What the task requires is each entry, restated exactly.

---+---

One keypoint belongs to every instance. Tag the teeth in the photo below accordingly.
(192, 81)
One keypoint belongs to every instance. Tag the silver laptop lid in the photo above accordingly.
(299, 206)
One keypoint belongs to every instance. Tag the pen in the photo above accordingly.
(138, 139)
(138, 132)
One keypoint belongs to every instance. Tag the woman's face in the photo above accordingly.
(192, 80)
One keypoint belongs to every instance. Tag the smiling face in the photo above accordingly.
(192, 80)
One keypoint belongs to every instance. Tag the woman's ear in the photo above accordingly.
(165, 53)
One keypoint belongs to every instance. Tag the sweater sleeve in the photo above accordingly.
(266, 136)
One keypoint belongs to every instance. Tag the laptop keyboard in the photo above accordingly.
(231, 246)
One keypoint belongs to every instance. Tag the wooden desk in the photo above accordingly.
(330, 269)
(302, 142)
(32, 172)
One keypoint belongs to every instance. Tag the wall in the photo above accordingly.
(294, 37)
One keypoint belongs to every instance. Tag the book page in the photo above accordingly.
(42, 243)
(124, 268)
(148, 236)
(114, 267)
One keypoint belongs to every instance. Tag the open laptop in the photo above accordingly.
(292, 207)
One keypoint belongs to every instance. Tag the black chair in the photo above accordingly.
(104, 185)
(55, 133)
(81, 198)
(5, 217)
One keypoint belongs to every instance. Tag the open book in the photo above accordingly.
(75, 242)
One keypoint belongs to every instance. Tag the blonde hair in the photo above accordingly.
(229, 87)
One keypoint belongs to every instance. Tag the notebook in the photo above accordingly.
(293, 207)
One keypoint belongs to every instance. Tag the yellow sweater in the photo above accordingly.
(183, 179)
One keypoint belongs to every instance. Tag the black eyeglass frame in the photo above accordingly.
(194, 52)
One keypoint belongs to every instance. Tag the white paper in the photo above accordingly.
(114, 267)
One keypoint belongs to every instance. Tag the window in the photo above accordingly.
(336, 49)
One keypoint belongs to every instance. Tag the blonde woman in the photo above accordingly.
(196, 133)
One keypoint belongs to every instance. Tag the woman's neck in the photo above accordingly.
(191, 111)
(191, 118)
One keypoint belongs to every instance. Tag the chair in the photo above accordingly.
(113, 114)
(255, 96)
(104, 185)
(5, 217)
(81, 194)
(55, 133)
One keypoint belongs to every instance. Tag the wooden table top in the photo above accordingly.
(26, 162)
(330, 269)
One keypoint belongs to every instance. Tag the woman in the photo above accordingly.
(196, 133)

---+---

Solved exercise =
One keypoint belongs to every instance. Tag the teeth in the photo below accordingly.
(192, 81)
One keypoint belongs to every instance. Tag the silver laptop lid in the photo above accordingly.
(299, 206)
One keypoint belongs to every instance. Tag the pen in the photo above accordingly.
(138, 139)
(138, 132)
One keypoint belongs to every instance. Tag the woman's face in the photo above accordingly.
(192, 80)
One keypoint belongs to every instance. Tag the smiling face in the photo above accordingly.
(192, 80)
One keypoint belongs to every instance. Tag the woman's ear in the photo above accordingly.
(165, 53)
One keypoint belongs to every instance. Tag the sweater sleeve in the photo above accordingly.
(266, 136)
One keypoint belongs to every instance. Tag the laptop keyboard in the photo above accordingly.
(231, 246)
One keypoint belongs to every instance. Tag the wooden desk in the photo above accordingly.
(330, 269)
(302, 142)
(32, 172)
One keypoint belongs to every instance. Tag the wall in the photo above accordingly.
(294, 37)
One keypoint belongs to every instance. Tag the book page in the photo above accordingly.
(42, 243)
(124, 268)
(148, 236)
(114, 267)
One keypoint belongs to every instance. Tag the open laptop in the photo above accordingly.
(292, 207)
One keypoint belongs to every instance. Tag the black chair in the photo above accordingly.
(104, 185)
(55, 133)
(81, 198)
(5, 217)
One keypoint belongs to every instance. Tag the open book in the photo above accordingly.
(75, 242)
One keypoint belongs to every instance. Tag the blonde hair in the photo above accordingly.
(229, 87)
One keypoint belongs to every instance. Tag the notebook in the photo above accordingly.
(293, 207)
One keypoint belongs to every instance. Tag the yellow sweater in the photo above accordingly.
(183, 179)
One keypoint belongs to every instance. Tag the black eyeglass frame in the photo above accordingly.
(194, 52)
One keypoint belongs to every instance. Tag the white paper in the photo above accordingly.
(114, 267)
One keypoint belongs to every instance. Tag the window in the photo above accordingly.
(336, 49)
One keypoint belongs to every instance. Tag the blonde woman in the photo above accordingly.
(196, 133)
One keypoint belongs to every instance. Tag the woman's neck in the photo above accordingly.
(191, 111)
(191, 118)
One keypoint belongs to every instance. Tag the chair in the photo above accordingly.
(113, 114)
(255, 96)
(104, 185)
(5, 217)
(81, 194)
(55, 133)
One keypoint belongs to every instance. Tag the wooden table top in the photo above accordingly.
(26, 162)
(330, 269)
One keypoint belongs to every instance. Tag the woman in the photo above accordingly.
(196, 133)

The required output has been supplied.